─── Text shown

To drink, Tazo Tea, "The Reincarnation of Tea," claims, "Tea enlightenment: Tazo premium teas and herbal infusions, blended with artistry bordering on magical, will soothe your soul." And Dixie Cups now sells "Expressions Cups," disposable cups that offer words of wisdom. Reads one, "The eyes are the windows to the soul."
I'm looking for it now and I see it everywhere. I come across Depends, the diaper for those who've lost bladder control, and I see it has two new shelf competitors: Serenity and Poise. Serenity keeps you dry, but Poise allows you "The freedom to be yourself."
So what I want to know is, with Harmony in my cart and Poise in my hand, who stuck their Zen in my peanut butter?
Take Us Om
Professor Rajeev Batra, of the University of Michigan, knows who's responsible for all of this. He's co-authored four books on advertising and is considered a guru when it comes to tracking advertising fads and branding techniques. While Batra says he isn't aware of any hard data that proves spirituality-laced products are blazing a path to higher profits, his own observations have noticed a warm 'n' fuzzy shift in advertising today. He suspects, not surprisingly, that that demographic gorilla named baby boomers -- some 70 million people between the ages of 40 and 60 -- is guiding this long, hard look into the mirror. Batra says any shift in mainstream advertising copy can be attributed to a shift in the collective conscious of the average baby boomer.

──────
─── Records supplied

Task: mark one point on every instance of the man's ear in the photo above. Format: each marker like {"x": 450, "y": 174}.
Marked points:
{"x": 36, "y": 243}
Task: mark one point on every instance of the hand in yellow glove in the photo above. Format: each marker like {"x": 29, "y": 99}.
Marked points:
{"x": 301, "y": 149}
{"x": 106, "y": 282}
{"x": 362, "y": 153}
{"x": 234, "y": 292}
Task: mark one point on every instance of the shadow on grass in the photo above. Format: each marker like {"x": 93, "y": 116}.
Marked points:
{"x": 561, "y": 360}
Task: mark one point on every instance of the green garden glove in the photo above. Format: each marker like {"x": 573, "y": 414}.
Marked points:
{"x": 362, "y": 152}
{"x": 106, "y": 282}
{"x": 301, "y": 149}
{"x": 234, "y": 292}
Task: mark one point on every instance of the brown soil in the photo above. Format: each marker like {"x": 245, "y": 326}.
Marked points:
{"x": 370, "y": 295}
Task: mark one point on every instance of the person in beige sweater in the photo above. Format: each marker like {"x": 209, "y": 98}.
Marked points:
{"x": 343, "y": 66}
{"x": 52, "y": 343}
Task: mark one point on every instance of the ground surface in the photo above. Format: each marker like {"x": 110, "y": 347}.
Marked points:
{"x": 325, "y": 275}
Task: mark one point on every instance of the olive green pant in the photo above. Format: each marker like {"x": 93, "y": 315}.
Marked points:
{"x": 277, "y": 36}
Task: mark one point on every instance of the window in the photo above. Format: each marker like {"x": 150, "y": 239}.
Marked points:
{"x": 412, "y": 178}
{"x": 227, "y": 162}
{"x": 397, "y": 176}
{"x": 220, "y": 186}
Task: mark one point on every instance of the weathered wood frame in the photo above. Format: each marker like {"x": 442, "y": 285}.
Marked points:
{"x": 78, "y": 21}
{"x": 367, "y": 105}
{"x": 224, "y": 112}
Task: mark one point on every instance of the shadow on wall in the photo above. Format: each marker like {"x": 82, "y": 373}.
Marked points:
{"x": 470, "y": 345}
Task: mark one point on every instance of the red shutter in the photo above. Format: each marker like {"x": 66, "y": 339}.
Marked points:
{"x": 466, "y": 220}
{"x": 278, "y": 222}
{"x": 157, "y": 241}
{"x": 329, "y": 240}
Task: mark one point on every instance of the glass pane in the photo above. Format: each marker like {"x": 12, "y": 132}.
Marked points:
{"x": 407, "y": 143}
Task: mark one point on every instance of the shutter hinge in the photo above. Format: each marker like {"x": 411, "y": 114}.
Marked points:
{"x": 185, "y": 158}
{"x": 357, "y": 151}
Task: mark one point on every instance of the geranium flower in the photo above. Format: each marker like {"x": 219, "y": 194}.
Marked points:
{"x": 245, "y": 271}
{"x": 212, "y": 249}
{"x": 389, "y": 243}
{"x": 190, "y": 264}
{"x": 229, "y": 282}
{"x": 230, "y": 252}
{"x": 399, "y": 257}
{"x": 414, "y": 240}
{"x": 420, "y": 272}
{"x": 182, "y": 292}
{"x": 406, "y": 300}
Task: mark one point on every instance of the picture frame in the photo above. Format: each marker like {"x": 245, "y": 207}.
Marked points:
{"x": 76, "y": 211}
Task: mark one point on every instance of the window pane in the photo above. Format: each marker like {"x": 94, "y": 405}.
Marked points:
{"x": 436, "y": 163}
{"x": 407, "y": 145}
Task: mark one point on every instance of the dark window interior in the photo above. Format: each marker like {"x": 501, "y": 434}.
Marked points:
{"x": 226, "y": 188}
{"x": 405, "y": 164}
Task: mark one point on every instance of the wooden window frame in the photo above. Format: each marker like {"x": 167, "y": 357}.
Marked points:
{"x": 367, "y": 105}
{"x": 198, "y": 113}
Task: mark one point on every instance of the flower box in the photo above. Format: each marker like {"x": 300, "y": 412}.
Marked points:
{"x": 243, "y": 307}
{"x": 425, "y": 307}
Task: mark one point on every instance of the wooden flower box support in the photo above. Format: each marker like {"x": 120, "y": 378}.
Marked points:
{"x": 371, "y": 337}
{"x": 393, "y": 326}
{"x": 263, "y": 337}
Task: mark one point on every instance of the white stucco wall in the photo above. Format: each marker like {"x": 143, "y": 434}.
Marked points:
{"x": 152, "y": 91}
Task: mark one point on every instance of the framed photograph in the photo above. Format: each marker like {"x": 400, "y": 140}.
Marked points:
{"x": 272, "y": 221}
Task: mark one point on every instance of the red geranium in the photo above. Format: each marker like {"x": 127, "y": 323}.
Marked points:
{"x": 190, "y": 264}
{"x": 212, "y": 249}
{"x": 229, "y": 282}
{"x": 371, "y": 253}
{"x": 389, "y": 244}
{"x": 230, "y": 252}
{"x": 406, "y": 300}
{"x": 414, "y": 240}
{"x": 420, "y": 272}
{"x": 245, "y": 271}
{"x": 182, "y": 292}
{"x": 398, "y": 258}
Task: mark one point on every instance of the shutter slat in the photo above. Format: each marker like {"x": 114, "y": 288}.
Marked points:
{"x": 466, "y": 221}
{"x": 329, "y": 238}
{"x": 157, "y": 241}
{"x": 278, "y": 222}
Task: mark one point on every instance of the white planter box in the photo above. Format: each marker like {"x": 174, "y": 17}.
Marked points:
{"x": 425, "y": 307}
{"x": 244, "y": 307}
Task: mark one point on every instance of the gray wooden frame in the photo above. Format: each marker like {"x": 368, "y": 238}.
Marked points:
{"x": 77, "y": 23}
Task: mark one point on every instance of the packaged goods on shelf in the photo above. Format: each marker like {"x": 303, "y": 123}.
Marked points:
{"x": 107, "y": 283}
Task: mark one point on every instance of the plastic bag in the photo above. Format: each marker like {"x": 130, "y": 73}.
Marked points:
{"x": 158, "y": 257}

──────

- _Required work_:
• 1. Copy the part of the passage on spirituality in advertising starting at "I'm looking for" and ending at "my peanut butter?", replacing "Poise" with "Composure".
• 2. According to the passage on spirituality in advertising, how many books on advertising has Professor Rajeev Batra co-authored?
The entries can be left aside.

- _Answers by task_:
• 1.
I'm looking for it now and I see it everywhere. I come across Depends, the diaper for those who've lost bladder control, and I see it has two new shelf competitors: Serenity and Composure. Serenity keeps you dry, but Composure allows you "The freedom to be yourself."
So what I want to know is, with Harmony in my cart and Composure in my hand, who stuck their Zen in my peanut butter?

• 2. Four.